▸ Exercício proposto 1
Liste todas as localidades geográficas mencionadas no trecho sobre o Concílio da Calcedônia.
━━━ Trecho selecionado
Naquela época, São Leão Magno foi o Papa que repudiou o sínodo de Éfeso, chamando-o de Latrocinium Ephesinum – o Latrocínio de Éfeso –, nome pelo qual essa reunião passou para a História. Após enviar uma carta a Flaviano na qual expôs a doutrina cristológica tradicional (Denz-H, 290-295), o Papa pediu à nova imperatriz Pulquéria (399-453) que organizasse um novo concílio na cidade da Calcedônia, na Bitínia. Na terceira sessão desse concílio foi lida a carta do Papa Leão a Flaviano sobre a Encarnação do Verbo; e assim que a voz do leitor se calou, todos os presentes bradaram a uma só voz: “Esta é a fé dos pais, esta é a fé dos apóstolos. Todos nós o cremos, os que professam a sã doutrina o creem. Que aqueles que não acreditam nisso sejam excomungados. Pedro falou assim pela boca de Leão [o Papa] (Mansi, Sacrorum conciliorum nova et amplissima Collectio, VI, 971, Ato II).
━━━━━━
━━━ Material de entrada
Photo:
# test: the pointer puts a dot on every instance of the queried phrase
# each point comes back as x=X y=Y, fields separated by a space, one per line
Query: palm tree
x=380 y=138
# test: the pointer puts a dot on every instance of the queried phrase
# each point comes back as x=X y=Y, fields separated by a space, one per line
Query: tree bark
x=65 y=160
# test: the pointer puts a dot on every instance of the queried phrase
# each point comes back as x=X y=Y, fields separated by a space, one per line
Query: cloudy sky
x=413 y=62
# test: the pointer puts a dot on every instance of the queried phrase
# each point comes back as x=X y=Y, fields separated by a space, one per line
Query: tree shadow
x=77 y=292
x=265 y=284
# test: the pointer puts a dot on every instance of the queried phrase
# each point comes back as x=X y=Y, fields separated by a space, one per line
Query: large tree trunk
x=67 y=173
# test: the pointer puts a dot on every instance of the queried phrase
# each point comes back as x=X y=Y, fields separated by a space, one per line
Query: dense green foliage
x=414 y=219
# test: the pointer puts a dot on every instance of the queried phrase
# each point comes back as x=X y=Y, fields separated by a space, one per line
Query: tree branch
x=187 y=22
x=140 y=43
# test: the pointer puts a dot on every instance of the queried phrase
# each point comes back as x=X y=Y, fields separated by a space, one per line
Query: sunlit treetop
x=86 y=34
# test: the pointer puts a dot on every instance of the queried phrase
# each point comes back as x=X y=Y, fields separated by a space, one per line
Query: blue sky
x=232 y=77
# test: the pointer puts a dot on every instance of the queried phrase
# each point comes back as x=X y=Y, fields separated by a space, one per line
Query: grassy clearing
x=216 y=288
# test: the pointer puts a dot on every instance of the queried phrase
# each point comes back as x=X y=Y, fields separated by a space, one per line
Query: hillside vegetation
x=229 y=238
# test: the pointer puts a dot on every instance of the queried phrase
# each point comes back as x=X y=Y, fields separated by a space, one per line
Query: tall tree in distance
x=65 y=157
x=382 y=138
━━━━━━
▸ Exercício proposto 2
Substitua "Query" por "Search" em todos os registros e reproduza-os sem nenhuma outra alteração.

▸ Resposta final 1
Éfeso, Calcedônia, Bitínia

▸ Resposta final 2
Photo:
# test: the pointer puts a dot on every instance of the queried phrase
# each point comes back as x=X y=Y, fields separated by a space, one per line
Search: palm tree
x=380 y=138
# test: the pointer puts a dot on every instance of the queried phrase
# each point comes back as x=X y=Y, fields separated by a space, one per line
Search: tree bark
x=65 y=160
# test: the pointer puts a dot on every instance of the queried phrase
# each point comes back as x=X y=Y, fields separated by a space, one per line
Search: cloudy sky
x=413 y=62
# test: the pointer puts a dot on every instance of the queried phrase
# each point comes back as x=X y=Y, fields separated by a space, one per line
Search: tree shadow
x=77 y=292
x=265 y=284
# test: the pointer puts a dot on every instance of the queried phrase
# each point comes back as x=X y=Y, fields separated by a space, one per line
Search: large tree trunk
x=67 y=173
# test: the pointer puts a dot on every instance of the queried phrase
# each point comes back as x=X y=Y, fields separated by a space, one per line
Search: dense green foliage
x=414 y=219
# test: the pointer puts a dot on every instance of the queried phrase
# each point comes back as x=X y=Y, fields separated by a space, one per line
Search: tree branch
x=187 y=22
x=140 y=43
# test: the pointer puts a dot on every instance of the queried phrase
# each point comes back as x=X y=Y, fields separated by a space, one per line
Search: sunlit treetop
x=86 y=34
# test: the pointer puts a dot on every instance of the queried phrase
# each point comes back as x=X y=Y, fields separated by a space, one per line
Search: blue sky
x=232 y=77
# test: the pointer puts a dot on every instance of the queried phrase
# each point comes back as x=X y=Y, fields separated by a space, one per line
Search: grassy clearing
x=216 y=288
# test: the pointer puts a dot on every instance of the queried phrase
# each point comes back as x=X y=Y, fields separated by a space, one per line
Search: hillside vegetation
x=229 y=238
# test: the pointer puts a dot on every instance of the queried phrase
# each point comes back as x=X y=Y, fields separated by a space, one per line
Search: tall tree in distance
x=65 y=157
x=382 y=138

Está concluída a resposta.